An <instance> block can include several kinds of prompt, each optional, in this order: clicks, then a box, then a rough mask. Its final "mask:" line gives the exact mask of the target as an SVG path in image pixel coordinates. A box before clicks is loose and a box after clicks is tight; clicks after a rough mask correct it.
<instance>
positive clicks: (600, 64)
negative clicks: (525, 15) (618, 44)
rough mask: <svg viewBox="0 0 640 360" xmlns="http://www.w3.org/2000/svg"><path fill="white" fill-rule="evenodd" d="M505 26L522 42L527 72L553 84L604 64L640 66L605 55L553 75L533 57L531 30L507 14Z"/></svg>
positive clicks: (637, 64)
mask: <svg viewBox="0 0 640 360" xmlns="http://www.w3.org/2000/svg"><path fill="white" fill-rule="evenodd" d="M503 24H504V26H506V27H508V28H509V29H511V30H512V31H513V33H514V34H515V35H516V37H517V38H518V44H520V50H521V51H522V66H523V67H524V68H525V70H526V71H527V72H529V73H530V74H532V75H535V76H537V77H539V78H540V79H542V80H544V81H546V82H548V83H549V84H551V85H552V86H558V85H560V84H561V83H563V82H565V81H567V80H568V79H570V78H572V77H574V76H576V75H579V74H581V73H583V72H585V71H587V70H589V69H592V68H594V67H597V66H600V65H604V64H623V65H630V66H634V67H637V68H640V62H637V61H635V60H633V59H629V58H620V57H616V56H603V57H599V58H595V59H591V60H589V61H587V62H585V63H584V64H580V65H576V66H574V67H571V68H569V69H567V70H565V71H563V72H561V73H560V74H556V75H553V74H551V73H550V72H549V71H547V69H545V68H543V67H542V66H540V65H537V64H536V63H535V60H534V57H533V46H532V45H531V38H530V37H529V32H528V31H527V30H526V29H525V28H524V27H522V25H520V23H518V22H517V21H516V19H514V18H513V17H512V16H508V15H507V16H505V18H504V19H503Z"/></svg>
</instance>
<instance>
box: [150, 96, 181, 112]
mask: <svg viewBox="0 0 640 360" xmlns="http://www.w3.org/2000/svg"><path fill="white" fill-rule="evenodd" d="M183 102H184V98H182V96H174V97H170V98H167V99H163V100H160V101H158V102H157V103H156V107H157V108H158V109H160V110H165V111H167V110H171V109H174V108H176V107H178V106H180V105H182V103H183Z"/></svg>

----------

Problem statement: Repeat every record, keeping each word and mark exactly as it is.

Task solution:
An <instance> block can include several kinds of prompt, each optional, in this order: clicks, then a box, then a rough mask. Its final "mask:" line gives the exact mask of the target as an SVG path in image pixel coordinates. A box before clicks is loose and a box after clicks is tight; clicks after a rough mask correct it.
<instance>
positive clicks: (600, 64)
negative clicks: (525, 15) (618, 44)
rough mask: <svg viewBox="0 0 640 360" xmlns="http://www.w3.org/2000/svg"><path fill="white" fill-rule="evenodd" d="M505 26L522 42L527 72L553 84L604 64L640 66L605 55L553 75L533 57L531 30L507 14Z"/></svg>
positive clicks: (637, 64)
mask: <svg viewBox="0 0 640 360" xmlns="http://www.w3.org/2000/svg"><path fill="white" fill-rule="evenodd" d="M503 24H504V26H506V27H508V28H509V29H511V30H512V31H513V33H514V34H515V35H516V37H517V38H518V44H520V50H521V51H522V66H523V67H524V68H525V70H526V71H527V72H529V73H530V74H532V75H535V76H537V77H539V78H540V79H542V80H544V81H546V82H548V83H549V84H551V85H552V86H558V85H560V84H561V83H563V82H565V81H567V80H568V79H570V78H572V77H574V76H576V75H579V74H581V73H583V72H585V71H587V70H589V69H592V68H594V67H597V66H600V65H604V64H623V65H630V66H634V67H637V68H640V62H637V61H635V60H633V59H629V58H620V57H616V56H603V57H599V58H595V59H591V60H589V61H587V62H585V63H584V64H580V65H576V66H574V67H571V68H569V69H567V70H565V71H563V72H561V73H560V74H556V75H553V74H551V73H550V72H549V71H547V69H545V68H543V67H542V66H540V65H537V64H536V63H535V60H534V57H533V46H532V45H531V38H530V37H529V32H528V31H527V30H526V29H525V28H524V27H522V25H520V23H518V22H517V21H516V19H514V18H513V17H512V16H508V15H507V16H505V18H504V19H503Z"/></svg>
</instance>
<instance>
box: [150, 96, 181, 112]
mask: <svg viewBox="0 0 640 360" xmlns="http://www.w3.org/2000/svg"><path fill="white" fill-rule="evenodd" d="M183 102H184V98H182V96H174V97H170V98H167V99H163V100H160V101H158V102H157V103H156V107H157V108H158V109H160V110H165V111H167V110H171V109H174V108H176V107H178V106H180V105H182V103H183Z"/></svg>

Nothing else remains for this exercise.